● **DO THIS**:
Produce an exact transcription of the listing below, omitting the pictures.
::: RECORDS FOR THE TASK
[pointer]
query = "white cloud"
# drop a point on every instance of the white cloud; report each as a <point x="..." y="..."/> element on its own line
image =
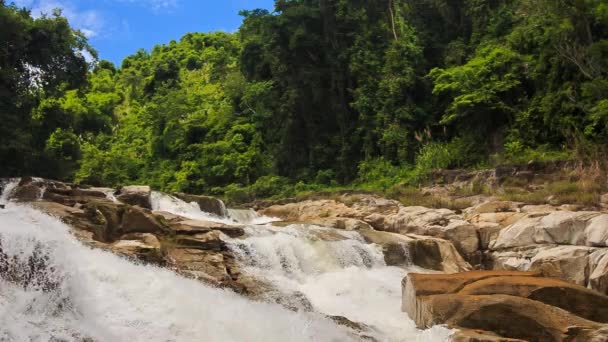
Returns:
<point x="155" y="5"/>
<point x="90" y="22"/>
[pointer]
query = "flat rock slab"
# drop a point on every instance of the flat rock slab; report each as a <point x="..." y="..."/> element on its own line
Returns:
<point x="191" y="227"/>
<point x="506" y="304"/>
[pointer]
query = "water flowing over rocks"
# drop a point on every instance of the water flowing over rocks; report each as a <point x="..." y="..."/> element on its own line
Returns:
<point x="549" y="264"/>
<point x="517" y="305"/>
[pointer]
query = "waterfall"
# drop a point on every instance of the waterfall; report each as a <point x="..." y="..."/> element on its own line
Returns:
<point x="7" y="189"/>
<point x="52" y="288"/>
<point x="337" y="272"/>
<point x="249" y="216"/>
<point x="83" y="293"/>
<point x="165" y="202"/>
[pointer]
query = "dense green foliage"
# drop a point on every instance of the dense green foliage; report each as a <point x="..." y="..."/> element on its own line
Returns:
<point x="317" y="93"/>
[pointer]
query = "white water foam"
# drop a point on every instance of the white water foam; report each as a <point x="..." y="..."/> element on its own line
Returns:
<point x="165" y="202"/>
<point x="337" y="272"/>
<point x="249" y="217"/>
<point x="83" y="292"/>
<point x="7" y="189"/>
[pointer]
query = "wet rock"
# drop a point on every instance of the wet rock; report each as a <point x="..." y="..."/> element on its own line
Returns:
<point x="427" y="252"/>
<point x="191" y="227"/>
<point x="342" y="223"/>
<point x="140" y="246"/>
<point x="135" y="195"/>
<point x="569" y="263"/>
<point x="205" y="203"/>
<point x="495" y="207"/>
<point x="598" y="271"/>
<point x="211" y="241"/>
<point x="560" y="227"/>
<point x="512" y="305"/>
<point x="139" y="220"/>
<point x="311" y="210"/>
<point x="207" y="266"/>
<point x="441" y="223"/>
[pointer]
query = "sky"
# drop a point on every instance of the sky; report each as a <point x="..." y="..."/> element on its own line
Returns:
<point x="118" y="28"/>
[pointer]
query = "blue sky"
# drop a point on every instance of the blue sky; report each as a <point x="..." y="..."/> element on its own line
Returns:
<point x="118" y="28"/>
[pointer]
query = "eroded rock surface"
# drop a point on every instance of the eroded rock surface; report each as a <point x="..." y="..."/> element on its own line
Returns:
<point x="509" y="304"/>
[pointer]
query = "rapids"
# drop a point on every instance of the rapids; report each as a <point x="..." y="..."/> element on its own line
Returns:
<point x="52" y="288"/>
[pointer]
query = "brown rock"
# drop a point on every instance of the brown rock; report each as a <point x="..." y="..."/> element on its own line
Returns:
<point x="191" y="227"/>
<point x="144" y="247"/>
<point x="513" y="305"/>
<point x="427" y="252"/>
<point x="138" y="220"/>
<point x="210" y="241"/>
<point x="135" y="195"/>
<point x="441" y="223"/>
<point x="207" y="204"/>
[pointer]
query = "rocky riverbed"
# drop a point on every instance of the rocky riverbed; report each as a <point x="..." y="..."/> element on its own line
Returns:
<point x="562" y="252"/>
::::::
● **EXPECTED ANSWER**:
[pointer]
query = "white cloud"
# drop a point on every instance of the white cloud; report each as a <point x="..." y="..."/> element on its own line
image =
Returns:
<point x="155" y="5"/>
<point x="90" y="22"/>
[pointer]
query = "flat rock slab"
# drop a point on every instance of the flat rock slab; report each as a <point x="..." y="..."/> element on its own line
Returns:
<point x="191" y="227"/>
<point x="506" y="304"/>
[pointer]
query = "water flowing over rocks"
# drop a point on every instance of the water flowing over rocks; report each as a <point x="..." y="..."/> element on its own line
Returns:
<point x="549" y="264"/>
<point x="517" y="305"/>
[pointer]
query = "waterfall"
# drop a point on every instance of the waterfall; report each as a <point x="..." y="..."/> element on its own line
Returns:
<point x="7" y="189"/>
<point x="52" y="288"/>
<point x="337" y="272"/>
<point x="249" y="216"/>
<point x="83" y="293"/>
<point x="165" y="202"/>
[pointer]
query = "dense green foliage"
# drop a point on every instance of the dense green foliage; report each as a <point x="..." y="..."/> element on its own line
Returns:
<point x="317" y="93"/>
[pointer]
query = "white water foam"
# drop a point on every instance of the white water foam; report each as a <point x="..." y="..."/> element on its own line
Returns:
<point x="165" y="202"/>
<point x="337" y="272"/>
<point x="249" y="217"/>
<point x="83" y="292"/>
<point x="7" y="189"/>
[pointer]
query = "wet rock"
# drop a point on every instance of the wet rock; report each as a <point x="..." y="..."/> element on its own line
Returns:
<point x="427" y="252"/>
<point x="191" y="227"/>
<point x="342" y="223"/>
<point x="140" y="246"/>
<point x="135" y="195"/>
<point x="569" y="263"/>
<point x="205" y="203"/>
<point x="495" y="207"/>
<point x="598" y="271"/>
<point x="211" y="241"/>
<point x="560" y="227"/>
<point x="512" y="305"/>
<point x="139" y="220"/>
<point x="311" y="210"/>
<point x="207" y="266"/>
<point x="441" y="223"/>
[pointer]
query = "sky"
# drop a point on every instance of the sky; report each as a <point x="..." y="..."/> element on its own line
Returns:
<point x="118" y="28"/>
[pointer]
query = "blue sky"
# drop a point on every instance of the blue sky; report each as a <point x="..." y="..."/> element on its own line
Returns:
<point x="118" y="28"/>
[pointer]
query = "eroded rock surface"
# drop a point on every instance of the eroded rock surface; report each as a <point x="..." y="..."/> element on its own line
Returns:
<point x="509" y="304"/>
[pointer]
query = "rapids"
# drop a point on every instance of the rapids; report each as a <point x="..." y="..."/> element on its own line
Returns:
<point x="52" y="288"/>
[pointer]
query = "brown rock"
# drop a point on every instance of the brown rock; report each as a <point x="..." y="..."/> element on its own line
Returns:
<point x="191" y="227"/>
<point x="144" y="247"/>
<point x="513" y="305"/>
<point x="427" y="252"/>
<point x="138" y="220"/>
<point x="210" y="241"/>
<point x="135" y="195"/>
<point x="441" y="223"/>
<point x="207" y="204"/>
[pointer]
query = "rocky riverbed"
# drop a point on every instance of the rocky riverbed; report each as a <point x="..." y="..."/> element on its own line
Returns:
<point x="562" y="252"/>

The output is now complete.